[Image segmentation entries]

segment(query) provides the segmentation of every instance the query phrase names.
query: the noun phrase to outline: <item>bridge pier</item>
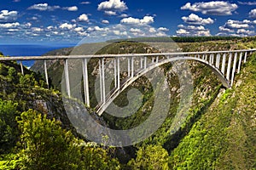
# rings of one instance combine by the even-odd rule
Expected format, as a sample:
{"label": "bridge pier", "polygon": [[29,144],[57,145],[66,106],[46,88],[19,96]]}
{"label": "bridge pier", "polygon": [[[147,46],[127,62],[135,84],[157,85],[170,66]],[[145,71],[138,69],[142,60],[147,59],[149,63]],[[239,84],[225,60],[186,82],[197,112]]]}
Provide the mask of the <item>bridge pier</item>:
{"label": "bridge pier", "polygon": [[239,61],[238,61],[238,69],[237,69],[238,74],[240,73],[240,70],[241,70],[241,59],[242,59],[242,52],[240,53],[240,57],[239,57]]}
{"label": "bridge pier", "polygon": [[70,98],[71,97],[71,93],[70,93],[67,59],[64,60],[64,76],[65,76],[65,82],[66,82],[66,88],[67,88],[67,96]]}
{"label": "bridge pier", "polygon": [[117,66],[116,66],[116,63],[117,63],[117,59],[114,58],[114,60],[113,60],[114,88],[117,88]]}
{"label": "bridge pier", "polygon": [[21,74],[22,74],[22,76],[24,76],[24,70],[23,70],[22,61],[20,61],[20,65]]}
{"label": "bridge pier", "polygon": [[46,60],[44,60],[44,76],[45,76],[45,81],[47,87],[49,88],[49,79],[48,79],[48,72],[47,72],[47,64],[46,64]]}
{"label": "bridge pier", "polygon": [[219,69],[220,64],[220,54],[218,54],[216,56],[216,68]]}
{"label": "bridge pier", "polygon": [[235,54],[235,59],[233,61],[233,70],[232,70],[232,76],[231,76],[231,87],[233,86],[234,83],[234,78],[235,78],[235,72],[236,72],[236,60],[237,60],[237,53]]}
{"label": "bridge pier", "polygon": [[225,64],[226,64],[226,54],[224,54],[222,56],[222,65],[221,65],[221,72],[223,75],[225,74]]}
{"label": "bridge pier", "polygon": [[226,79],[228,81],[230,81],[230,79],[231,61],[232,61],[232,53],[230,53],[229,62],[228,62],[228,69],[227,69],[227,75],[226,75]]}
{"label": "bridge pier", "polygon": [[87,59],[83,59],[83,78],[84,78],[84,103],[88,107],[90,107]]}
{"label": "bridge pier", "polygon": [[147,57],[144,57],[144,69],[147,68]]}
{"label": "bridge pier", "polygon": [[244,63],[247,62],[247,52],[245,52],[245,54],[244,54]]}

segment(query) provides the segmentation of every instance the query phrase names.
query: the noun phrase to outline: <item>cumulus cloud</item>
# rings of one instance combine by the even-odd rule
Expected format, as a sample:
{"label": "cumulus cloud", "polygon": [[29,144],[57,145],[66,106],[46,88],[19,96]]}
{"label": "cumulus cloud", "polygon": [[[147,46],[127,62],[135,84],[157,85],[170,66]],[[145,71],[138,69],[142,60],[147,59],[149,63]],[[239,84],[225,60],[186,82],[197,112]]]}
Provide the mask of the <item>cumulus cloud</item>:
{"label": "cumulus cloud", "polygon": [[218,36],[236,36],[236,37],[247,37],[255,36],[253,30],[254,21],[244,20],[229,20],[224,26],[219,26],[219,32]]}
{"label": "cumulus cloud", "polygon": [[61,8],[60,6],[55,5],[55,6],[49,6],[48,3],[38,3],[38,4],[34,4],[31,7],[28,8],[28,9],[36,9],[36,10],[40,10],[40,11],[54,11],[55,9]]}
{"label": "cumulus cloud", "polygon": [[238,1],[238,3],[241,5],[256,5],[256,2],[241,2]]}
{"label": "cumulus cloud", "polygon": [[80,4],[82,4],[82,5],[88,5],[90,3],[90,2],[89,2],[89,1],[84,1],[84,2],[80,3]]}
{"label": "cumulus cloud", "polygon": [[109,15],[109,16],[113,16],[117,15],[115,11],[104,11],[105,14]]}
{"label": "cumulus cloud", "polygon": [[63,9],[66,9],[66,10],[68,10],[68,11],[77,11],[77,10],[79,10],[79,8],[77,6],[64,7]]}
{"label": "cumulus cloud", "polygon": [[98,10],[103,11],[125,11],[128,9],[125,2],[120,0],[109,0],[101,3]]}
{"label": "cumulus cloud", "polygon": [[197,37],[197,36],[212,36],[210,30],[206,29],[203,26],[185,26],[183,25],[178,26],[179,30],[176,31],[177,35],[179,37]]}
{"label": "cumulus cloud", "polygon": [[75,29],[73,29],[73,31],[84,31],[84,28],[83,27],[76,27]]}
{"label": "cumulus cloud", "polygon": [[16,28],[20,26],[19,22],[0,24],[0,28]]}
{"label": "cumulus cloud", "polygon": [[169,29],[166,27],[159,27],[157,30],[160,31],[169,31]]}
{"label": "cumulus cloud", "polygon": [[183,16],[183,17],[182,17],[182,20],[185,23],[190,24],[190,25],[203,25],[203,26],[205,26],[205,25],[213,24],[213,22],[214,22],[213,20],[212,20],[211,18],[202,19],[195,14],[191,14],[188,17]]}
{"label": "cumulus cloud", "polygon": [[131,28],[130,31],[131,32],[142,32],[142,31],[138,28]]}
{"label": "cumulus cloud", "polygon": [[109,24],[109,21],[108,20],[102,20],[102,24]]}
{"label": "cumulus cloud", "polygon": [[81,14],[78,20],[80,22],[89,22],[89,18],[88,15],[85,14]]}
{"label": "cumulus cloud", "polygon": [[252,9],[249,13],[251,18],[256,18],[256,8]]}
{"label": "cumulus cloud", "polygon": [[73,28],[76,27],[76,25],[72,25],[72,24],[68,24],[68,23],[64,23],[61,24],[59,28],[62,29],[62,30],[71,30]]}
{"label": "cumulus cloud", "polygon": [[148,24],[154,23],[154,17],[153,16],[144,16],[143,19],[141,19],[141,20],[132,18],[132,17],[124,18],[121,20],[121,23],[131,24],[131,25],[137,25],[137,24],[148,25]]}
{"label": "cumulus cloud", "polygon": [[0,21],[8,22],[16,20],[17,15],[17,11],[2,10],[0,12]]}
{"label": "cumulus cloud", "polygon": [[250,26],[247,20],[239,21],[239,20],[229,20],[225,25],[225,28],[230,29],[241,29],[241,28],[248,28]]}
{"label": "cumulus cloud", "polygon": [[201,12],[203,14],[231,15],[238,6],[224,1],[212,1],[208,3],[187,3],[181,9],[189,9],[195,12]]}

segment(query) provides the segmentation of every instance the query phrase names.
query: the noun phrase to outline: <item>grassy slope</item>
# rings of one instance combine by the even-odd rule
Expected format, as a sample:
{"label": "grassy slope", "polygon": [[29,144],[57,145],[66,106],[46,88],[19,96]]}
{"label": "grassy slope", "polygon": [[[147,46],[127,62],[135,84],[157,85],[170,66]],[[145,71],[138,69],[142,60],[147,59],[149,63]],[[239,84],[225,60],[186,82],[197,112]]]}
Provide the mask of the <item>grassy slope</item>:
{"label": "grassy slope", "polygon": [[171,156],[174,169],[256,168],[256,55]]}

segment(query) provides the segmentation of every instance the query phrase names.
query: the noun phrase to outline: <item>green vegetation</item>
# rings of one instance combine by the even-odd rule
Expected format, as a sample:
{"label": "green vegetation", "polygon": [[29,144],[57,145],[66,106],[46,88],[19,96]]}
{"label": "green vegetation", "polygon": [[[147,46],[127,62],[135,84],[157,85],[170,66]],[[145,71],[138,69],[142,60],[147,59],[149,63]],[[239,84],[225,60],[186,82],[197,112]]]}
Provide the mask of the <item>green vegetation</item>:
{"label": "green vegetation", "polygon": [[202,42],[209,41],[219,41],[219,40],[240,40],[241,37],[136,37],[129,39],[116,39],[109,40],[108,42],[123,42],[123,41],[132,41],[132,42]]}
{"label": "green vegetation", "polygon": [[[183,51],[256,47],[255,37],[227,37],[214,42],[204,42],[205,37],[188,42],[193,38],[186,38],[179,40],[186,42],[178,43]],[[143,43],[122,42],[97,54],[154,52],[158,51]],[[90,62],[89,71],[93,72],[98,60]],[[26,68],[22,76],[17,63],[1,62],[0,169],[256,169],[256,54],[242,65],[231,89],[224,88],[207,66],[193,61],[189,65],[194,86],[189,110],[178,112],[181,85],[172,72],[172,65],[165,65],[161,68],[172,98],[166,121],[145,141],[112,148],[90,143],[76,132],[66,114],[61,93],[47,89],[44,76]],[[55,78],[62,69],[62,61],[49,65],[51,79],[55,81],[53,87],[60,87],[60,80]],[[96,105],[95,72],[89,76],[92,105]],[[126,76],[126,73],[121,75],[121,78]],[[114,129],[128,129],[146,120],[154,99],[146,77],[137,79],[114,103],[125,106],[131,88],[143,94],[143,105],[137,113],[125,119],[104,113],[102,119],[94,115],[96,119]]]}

...

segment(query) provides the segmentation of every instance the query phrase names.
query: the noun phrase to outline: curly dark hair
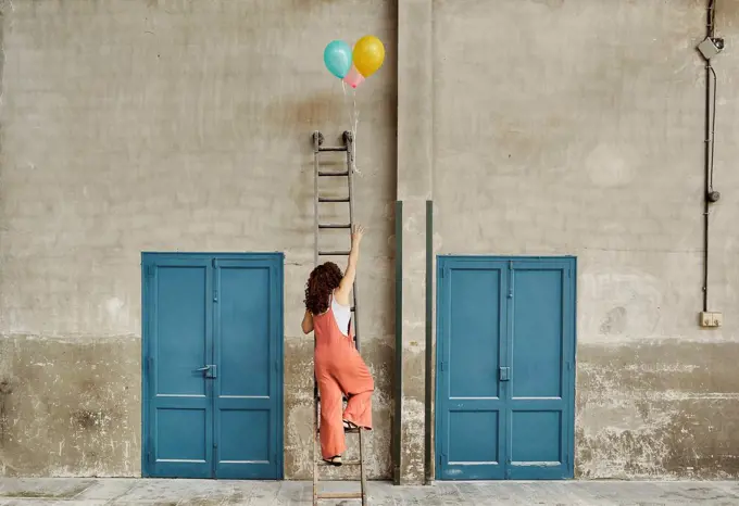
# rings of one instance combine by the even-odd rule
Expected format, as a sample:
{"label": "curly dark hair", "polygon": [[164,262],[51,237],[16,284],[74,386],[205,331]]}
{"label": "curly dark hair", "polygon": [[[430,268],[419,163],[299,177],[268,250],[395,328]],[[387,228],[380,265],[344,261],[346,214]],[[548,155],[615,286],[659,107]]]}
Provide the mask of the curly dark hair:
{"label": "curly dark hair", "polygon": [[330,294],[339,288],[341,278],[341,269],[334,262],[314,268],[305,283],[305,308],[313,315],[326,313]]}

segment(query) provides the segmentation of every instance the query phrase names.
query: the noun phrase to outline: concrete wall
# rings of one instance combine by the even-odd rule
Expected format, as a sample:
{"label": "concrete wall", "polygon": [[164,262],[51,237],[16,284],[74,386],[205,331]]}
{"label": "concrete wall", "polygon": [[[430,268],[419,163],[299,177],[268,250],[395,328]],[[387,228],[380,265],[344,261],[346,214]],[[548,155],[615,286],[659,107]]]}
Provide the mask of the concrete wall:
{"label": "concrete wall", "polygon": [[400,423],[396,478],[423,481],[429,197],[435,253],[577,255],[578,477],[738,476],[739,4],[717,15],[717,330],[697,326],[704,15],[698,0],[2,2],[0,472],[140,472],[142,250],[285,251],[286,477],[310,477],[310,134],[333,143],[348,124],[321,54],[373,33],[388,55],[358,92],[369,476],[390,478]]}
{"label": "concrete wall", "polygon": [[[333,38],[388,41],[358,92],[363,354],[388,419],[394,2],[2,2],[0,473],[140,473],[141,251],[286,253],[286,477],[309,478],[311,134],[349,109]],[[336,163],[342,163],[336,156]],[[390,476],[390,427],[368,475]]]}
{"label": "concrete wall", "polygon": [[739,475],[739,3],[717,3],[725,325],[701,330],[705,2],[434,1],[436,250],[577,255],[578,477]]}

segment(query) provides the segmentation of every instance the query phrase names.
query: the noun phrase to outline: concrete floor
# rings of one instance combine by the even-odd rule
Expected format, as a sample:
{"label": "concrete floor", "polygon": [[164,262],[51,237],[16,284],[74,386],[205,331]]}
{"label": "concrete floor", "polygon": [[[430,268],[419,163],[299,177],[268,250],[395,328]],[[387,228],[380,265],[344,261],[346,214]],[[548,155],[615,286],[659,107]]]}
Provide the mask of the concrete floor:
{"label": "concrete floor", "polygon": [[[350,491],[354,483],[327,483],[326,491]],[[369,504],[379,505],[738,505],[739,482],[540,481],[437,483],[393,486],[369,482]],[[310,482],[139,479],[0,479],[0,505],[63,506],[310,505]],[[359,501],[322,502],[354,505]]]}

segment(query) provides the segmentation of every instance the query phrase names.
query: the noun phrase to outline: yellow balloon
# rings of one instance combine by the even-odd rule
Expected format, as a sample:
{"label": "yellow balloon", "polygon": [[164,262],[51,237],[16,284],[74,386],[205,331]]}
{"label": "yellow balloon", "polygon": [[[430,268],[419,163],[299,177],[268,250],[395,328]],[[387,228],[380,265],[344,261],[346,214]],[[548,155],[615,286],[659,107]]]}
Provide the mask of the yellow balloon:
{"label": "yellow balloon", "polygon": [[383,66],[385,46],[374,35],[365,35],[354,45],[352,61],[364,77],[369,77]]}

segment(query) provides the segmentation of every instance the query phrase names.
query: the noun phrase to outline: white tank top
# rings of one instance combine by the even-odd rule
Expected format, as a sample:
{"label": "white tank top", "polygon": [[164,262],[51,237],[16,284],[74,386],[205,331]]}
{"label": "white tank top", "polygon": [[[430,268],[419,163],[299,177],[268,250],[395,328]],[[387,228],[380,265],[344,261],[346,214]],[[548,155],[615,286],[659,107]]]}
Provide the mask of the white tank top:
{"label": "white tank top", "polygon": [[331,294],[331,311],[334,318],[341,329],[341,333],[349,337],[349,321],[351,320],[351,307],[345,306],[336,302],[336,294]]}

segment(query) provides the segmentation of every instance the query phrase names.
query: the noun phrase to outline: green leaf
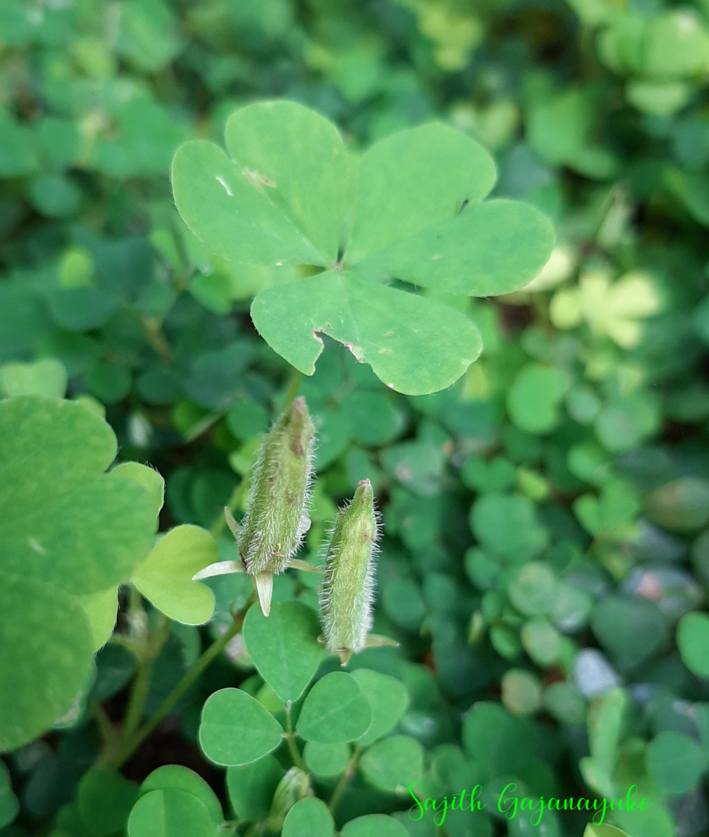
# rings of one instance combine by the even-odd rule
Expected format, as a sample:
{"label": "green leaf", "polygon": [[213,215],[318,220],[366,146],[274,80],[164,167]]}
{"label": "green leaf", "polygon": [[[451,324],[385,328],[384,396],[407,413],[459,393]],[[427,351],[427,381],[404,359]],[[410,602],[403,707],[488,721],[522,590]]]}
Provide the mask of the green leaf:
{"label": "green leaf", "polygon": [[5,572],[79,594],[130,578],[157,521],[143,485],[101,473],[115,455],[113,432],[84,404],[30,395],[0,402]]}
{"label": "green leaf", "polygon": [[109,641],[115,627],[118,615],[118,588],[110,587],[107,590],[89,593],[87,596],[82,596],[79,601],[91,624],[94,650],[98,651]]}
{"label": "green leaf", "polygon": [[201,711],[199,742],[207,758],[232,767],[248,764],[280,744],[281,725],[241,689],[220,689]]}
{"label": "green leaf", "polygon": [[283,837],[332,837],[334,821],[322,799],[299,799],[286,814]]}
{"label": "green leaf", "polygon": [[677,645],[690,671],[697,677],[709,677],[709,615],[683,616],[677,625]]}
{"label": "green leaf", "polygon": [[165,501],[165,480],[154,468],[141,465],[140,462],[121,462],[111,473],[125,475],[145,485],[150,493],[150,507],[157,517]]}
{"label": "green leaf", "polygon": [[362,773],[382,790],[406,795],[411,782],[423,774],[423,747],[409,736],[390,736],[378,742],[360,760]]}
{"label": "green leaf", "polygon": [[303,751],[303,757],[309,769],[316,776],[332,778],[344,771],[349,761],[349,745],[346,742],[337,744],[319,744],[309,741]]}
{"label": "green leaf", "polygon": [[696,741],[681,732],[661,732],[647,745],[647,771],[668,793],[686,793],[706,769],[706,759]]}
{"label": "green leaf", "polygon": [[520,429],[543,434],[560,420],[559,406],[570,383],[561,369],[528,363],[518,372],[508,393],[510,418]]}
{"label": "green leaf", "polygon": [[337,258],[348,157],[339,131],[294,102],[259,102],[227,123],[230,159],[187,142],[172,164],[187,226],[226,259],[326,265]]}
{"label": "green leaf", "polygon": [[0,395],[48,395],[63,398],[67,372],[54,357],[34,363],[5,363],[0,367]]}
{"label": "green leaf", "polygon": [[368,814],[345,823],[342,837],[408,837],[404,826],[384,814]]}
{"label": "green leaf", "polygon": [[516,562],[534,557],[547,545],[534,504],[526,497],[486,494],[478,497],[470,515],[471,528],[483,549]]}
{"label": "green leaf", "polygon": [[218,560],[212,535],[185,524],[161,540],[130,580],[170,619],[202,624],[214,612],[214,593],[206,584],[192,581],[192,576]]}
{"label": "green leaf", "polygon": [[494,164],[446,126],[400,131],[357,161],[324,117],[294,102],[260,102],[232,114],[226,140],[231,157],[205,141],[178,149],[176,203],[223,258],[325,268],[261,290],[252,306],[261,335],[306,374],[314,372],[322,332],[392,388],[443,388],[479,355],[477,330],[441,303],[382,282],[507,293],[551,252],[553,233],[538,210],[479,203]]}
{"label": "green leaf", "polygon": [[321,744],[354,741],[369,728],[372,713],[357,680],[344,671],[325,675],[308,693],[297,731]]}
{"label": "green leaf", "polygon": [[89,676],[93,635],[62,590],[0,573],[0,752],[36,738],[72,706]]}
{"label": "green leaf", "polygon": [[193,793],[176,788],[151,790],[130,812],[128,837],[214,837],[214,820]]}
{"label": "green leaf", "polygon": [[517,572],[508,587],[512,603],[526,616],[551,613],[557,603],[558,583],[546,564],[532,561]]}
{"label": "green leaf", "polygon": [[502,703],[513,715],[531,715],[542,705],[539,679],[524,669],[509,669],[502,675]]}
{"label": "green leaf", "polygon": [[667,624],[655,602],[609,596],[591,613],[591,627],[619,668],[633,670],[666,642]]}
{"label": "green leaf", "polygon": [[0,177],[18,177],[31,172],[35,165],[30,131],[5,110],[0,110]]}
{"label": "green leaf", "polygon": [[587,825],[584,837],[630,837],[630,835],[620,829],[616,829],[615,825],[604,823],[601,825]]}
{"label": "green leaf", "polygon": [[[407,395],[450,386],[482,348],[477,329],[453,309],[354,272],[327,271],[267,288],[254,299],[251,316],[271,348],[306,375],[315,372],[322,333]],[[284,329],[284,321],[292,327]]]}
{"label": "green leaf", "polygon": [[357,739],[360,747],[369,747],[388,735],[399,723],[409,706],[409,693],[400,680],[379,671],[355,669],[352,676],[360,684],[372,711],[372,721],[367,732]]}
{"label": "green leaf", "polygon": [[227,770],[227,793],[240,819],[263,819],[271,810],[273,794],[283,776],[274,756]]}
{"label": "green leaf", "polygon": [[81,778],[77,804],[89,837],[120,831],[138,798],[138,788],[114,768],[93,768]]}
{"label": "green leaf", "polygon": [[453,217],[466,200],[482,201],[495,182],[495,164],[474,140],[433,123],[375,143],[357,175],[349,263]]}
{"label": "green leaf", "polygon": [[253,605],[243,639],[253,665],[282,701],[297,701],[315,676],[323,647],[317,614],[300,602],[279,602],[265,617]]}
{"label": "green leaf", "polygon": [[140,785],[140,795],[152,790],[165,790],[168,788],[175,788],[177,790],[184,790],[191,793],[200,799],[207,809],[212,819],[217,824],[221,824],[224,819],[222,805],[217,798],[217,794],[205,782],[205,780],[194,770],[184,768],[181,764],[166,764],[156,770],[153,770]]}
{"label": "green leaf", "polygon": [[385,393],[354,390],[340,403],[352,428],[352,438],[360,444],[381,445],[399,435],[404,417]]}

Task:
Select and copy every line in the entries above that contains the string "mask", treating case as significant.

Worked solution:
Provide the mask of the <item>bridge pier</item>:
Provide the mask of the <item>cumulus cloud</item>:
Provide the mask of the <item>grassy slope</item>:
Provide the mask of the <item>green vegetation</item>:
Provide the mask of the curly dark hair:
Provide the mask of the concrete wall:
Provide the mask of the concrete floor:
Provide the mask of the yellow balloon:
Provide the mask of the white tank top:
Provide the mask of the green leaf:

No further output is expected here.